→ **TEXTE DE LA PAGE**
● ● ● ● ●

[Tribune] Le sort du Mali est lié à celui de Soumaïla Cissé

Plus de deux mois après l’enlèvement du chef de file de l’opposition malienne, onze personnalités, dont deux anciens Premiers ministres du Burkina Faso et du Sénégal, lancent un appel à « tout faire pour obtenir sa libération ».

Soumaïla Cissé à Bamako, le 15 juin 2018. © Nicolas Réméné pour JA

Soumaïla Cissé à Bamako, le 15 juin 2018. © Nicolas Réméné pour JA

Publié le 8 juin 2020 Lecture : 4 minutes.

Soumaïla Cissé est un ami et nous sommes tous très inquiets. Le 25 mars dernier, le chef de file de l’opposition au Mali, candidat ayant participé à trois reprises au second tour des élections présidentielles de 2002, 2013 et 2018, a été enlevé par un groupe d’hommes armés alors qu’il faisait campagne pour les élections législatives dans sa circonscription de Niafunké, après que le gouvernement ait assuré que la sécurité du scrutin était assurée sur l’ensemble du territoire. Sa voiture a été mitraillée sans sommation. Son garde du corps tué. Des collaborateurs blessés. Tous ont été libérés, mais sans pouvoir donner de nouvelles de notre ami, isolé dès son kidnapping.

● ● ● ● ●

→ **OBJECTIFS**
**1)** Relevez dans la tribune sur Soumaïla Cissé les années des élections présidentielles dont il a disputé le second tour.
**2)** Reprenez, s'il vous plaît, la tribune sur Soumaïla Cissé à la suite de sa dernière phrase.

(Enregistrements issus d'une collecte de données)
● ● ● ● ●

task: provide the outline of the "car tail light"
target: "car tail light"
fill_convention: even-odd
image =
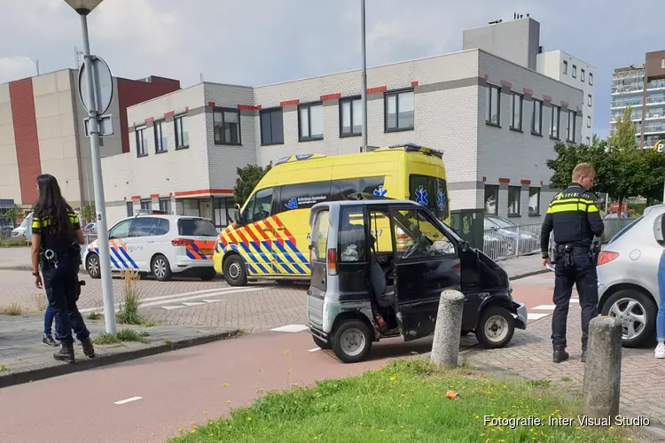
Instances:
[[[598,266],[609,263],[619,256],[619,253],[613,253],[612,251],[600,251],[598,256]]]
[[[188,246],[190,245],[192,245],[194,243],[194,240],[191,240],[189,238],[174,238],[171,240],[171,245],[174,246]]]
[[[328,250],[328,275],[337,276],[337,250]]]

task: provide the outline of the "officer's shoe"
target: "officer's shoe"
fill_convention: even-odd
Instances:
[[[94,358],[95,346],[92,346],[92,340],[90,340],[90,338],[89,337],[84,339],[81,344],[83,346],[83,354],[85,354],[85,356],[88,358]]]
[[[66,361],[74,363],[74,343],[62,344],[62,348],[53,354],[53,358],[59,361]]]
[[[564,347],[556,347],[554,348],[554,354],[552,355],[552,361],[555,363],[560,363],[561,361],[566,361],[568,360],[568,353],[566,352],[566,348]]]

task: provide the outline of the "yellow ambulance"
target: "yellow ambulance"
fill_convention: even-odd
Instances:
[[[219,234],[215,270],[232,286],[246,284],[248,277],[309,279],[309,208],[326,200],[414,200],[450,226],[442,156],[406,144],[356,154],[280,159],[237,211],[235,222]],[[372,221],[372,227],[377,250],[392,251],[387,220]],[[402,247],[399,236],[396,247]]]

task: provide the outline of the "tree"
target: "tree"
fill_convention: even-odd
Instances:
[[[238,178],[233,189],[236,203],[242,206],[252,194],[256,184],[263,178],[263,175],[272,168],[272,162],[262,167],[258,165],[247,165],[245,167],[237,168]]]

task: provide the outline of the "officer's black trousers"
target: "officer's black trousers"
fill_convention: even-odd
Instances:
[[[79,266],[74,260],[60,260],[58,268],[49,264],[45,264],[42,268],[46,298],[55,314],[56,339],[63,344],[74,341],[72,330],[79,341],[85,340],[90,335],[76,307],[78,273]]]
[[[554,280],[554,314],[552,316],[552,343],[566,347],[566,327],[573,284],[577,287],[582,307],[582,348],[586,349],[589,322],[598,315],[598,276],[596,264],[588,252],[574,251],[573,266],[564,268],[563,259],[557,260]]]

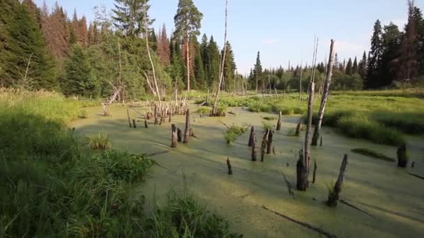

● ● ● ● ●

→ **RÉPONSES AUX CONSIGNES**
**1)** 2002, 2013, 2018

**2)**
La mise à l’écart et le silence du président de l’URD constituent un grave préjudice pour le pays, profondément meurtri par les violences depuis plusieurs années. Le sort du Mali est étroitement lié à celui de Soumaïla Cissé. Il est vain de croire que ce pays pourrait retrouver la paix, la stabilité et la sécurité avec le chef de file de l’opposition retenu par un groupe armé, et donc incapable de peser dans les décisions et de contribuer activement à un élan national nécessairement inclusif.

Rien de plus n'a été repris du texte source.